Set exercise:
Pick out and copy every line below that contains the string "panel", matching case exactly.

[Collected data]
┏━━
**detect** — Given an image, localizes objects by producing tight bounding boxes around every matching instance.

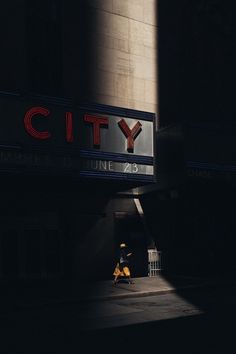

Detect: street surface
[0,286,236,354]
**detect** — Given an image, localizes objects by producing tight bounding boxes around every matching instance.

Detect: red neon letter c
[24,107,51,140]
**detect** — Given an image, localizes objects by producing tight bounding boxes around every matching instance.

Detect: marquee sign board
[0,95,155,183]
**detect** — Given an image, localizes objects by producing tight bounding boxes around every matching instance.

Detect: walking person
[113,243,133,284]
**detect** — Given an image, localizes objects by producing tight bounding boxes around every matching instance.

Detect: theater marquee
[0,95,155,182]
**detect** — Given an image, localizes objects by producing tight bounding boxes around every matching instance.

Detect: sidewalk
[3,275,236,311]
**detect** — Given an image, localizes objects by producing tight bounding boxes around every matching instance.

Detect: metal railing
[148,248,162,277]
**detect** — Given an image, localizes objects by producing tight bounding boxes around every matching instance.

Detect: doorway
[114,211,148,277]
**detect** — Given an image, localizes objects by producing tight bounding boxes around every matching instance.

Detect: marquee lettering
[24,107,142,153]
[118,119,142,152]
[84,114,108,147]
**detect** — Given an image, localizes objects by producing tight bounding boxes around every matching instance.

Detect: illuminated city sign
[0,97,154,182]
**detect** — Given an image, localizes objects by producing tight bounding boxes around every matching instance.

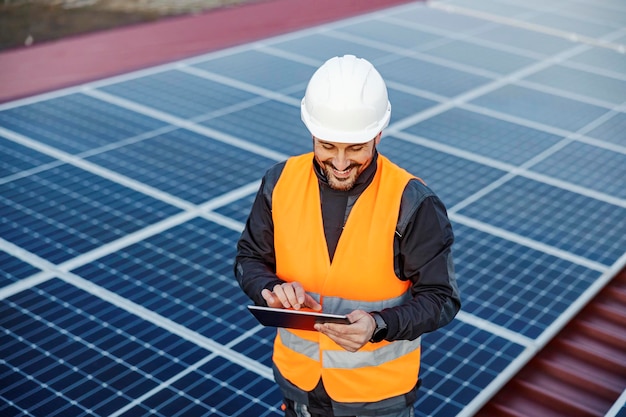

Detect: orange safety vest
[272,153,420,403]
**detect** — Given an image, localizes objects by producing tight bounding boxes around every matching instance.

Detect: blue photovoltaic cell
[99,70,256,118]
[261,33,389,63]
[202,100,312,157]
[567,0,626,26]
[404,108,563,165]
[122,357,283,417]
[524,66,626,105]
[0,280,208,417]
[472,25,573,55]
[73,218,258,343]
[376,57,491,97]
[587,113,626,146]
[0,0,626,417]
[0,250,39,288]
[379,136,505,207]
[213,192,256,224]
[568,48,626,75]
[0,165,178,263]
[232,327,276,368]
[532,142,626,199]
[84,129,275,204]
[415,321,524,417]
[425,41,535,74]
[472,85,609,132]
[387,87,438,124]
[0,136,56,177]
[389,7,490,32]
[527,13,619,38]
[459,177,626,265]
[194,50,316,91]
[453,223,601,339]
[0,94,164,154]
[338,20,441,51]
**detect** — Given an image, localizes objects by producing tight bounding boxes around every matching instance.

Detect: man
[235,55,460,417]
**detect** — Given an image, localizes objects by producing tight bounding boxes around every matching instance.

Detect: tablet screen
[248,306,350,330]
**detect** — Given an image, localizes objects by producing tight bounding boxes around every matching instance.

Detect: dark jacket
[235,154,461,341]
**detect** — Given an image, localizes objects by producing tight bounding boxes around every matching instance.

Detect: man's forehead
[314,137,374,148]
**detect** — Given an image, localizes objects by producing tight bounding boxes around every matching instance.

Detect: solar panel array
[0,0,626,417]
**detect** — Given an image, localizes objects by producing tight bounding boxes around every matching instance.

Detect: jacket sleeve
[234,163,284,306]
[380,181,461,340]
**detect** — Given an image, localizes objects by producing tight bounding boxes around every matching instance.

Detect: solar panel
[0,0,626,417]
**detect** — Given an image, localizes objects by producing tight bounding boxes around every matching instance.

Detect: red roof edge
[0,0,410,103]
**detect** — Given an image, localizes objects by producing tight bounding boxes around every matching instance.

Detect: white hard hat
[301,55,391,143]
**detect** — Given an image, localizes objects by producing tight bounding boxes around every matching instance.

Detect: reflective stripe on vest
[278,329,420,369]
[272,153,420,403]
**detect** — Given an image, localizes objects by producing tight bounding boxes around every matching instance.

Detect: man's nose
[333,151,350,171]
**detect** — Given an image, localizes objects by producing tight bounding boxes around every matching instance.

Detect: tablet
[248,306,350,330]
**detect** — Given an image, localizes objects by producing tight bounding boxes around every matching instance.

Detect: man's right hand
[261,282,322,311]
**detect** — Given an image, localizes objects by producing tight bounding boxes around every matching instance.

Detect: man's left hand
[315,310,376,352]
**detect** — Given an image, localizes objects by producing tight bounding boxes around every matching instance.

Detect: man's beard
[322,162,361,191]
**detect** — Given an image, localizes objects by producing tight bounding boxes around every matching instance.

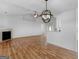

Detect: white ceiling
[0,0,77,15]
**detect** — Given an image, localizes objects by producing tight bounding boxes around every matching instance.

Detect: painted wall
[8,16,42,37]
[47,9,77,51]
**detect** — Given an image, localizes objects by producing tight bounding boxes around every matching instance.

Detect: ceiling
[0,0,78,15]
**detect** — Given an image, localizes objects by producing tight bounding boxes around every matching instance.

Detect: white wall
[8,16,42,37]
[0,15,42,38]
[47,9,77,51]
[0,15,8,27]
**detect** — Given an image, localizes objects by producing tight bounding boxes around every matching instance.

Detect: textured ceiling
[0,0,77,15]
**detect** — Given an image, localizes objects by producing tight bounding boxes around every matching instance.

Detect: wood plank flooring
[0,37,77,59]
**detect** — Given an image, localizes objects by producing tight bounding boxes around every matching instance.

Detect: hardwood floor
[0,36,77,59]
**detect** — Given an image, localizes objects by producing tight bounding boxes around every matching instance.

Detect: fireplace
[2,31,11,41]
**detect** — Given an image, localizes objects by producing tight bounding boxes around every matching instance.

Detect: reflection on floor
[0,36,77,59]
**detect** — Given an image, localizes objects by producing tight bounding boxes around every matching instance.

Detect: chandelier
[34,0,61,32]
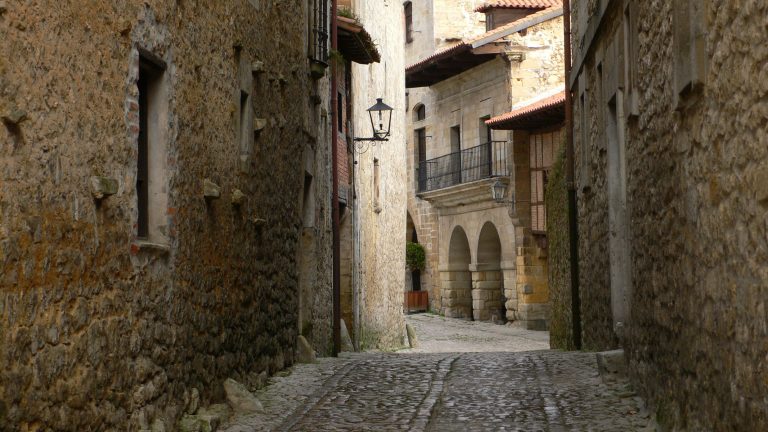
┗━━
Task answer:
Detect: solar panel array
Detect: solar panel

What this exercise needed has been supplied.